● **EXTRACT PROVIDED**
This patch removes srcu-based protection from mmu-notitifier and collects all
synchronization in mmu_notifier_unregister()/mmu_notifier_release().

All mmu notifier methods are called either under mmap_sem or under one of rmap
locks: root anon vma lock or inode mmaping lock. Because they always operates in
particular vma and caller must protect it somehow. Thus we can use mmap_sem and
rmap locks for waiting for all currently running mmu-notifier methods.

This patch adds new helper function: mm_synchronize_all_locks(). This function
acquires and releases all rmap locks one by one, it much faster than sequence
mm_take_all_locks() - mm_drop_all_locks(). mm_synchronize_all_locks() needs only
mmap_sem read-lock, but caller must lock mmap_sem for write at least once to
synchronize with the rest operations which are protected with mmap_sem 
read-lock.

Signed-off-by: Konstantin Khlebnikov <khlebni...@openvz.org>
Cc: Andrea Arcangeli <aarca...@redhat.com>
Cc: Andrew Morton <a...@linux-foundation.org>
Cc: linux...@kvack.org
---
 include/linux/mm.h           |    1 
 include/linux/mmu_notifier.h |    1 
 mm/mmap.c                    |   26 ++++++++++++
 mm/mmu_notifier.c            |   91 ++++++++++++++----------------------------
 4 files changed, 57 insertions(+), 62 deletions(-)

● **AVAILABLE DATA**
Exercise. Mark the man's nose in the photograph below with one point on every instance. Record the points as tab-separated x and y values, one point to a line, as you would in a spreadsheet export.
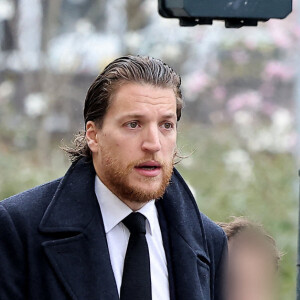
151	140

● **TASKS FOR THIS EXERCISE**
a - Translate this sentence from the mmu-notifier patch description into Spanish: "This patch adds new helper function: mm_synchronize_all_locks()."
b - In the mmu-notifier patch description, which lock does mm_synchronize_all_locks() need?
c - Go on with the mmu-notifier patch description from the point where it stops.

● **RESPONSES**
a - Este parche añade una nueva función auxiliar: mm_synchronize_all_locks().

b - It needs only the mmap_sem read-lock.

c -
diff --git a/include/linux/mm.h b/include/linux/mm.h
index 66e2f7c..86cf9f3 100644
--- a/include/linux/mm.h
+++ b/include/linux/mm.h
@@ -1461,6 +1461,7 @@ extern void exit_mmap(struct mm_struct *);
 
 extern int mm_take_all_locks(struct mm_struct *mm);
 extern void mm_drop_all_locks(struct mm_struct *mm);
+extern void mm_synchronize_all_locks(struct mm_struct *mm);
 
 extern void set_mm_exe_file(struct mm_struct *mm, struct file *new_exe_file);
 extern struct file *get_mm_exe_file(struct mm_struct *mm);
diff --git a/include/linux/mmu_notifier.h b/include/linux/mmu_notifier.h
index bc823c4..fa55d89 100644
--- a/include/linux/mmu_notifier.h
+++ b/include/linux/mmu_notifier.h
@@ -4,7 +4,6 @@
 #include <linux/list.h>
 #include <linux/spinlock.h>
 #include <linux/mm_types.h>
-#include <linux/srcu.h>
 
 struct mmu_notifier;
 struct mmu_notifier_ops;
diff --git a/mm/mmap.c b/mm/mmap.c
index 0fb6805..89e884e 100644
--- a/mm/mmap.c
+++ b/mm/mmap.c
@@ -3043,6 +3043,32 @@ void mm_drop_all_locks(struct mm_struct *mm)
 }
 
 /*
+ * This function waits for all running pte operations which are protected with
+ * rmap locks like try_to_unmap(). To wait for rest operations like page-faults
+ * which runs under mmap_sem caller must lock mmap_sem for write at least once.
+ * This function itself requires only mmap_sem locked for read.
+ */
+void mm_synchronize_all_locks(struct mm_struct *mm)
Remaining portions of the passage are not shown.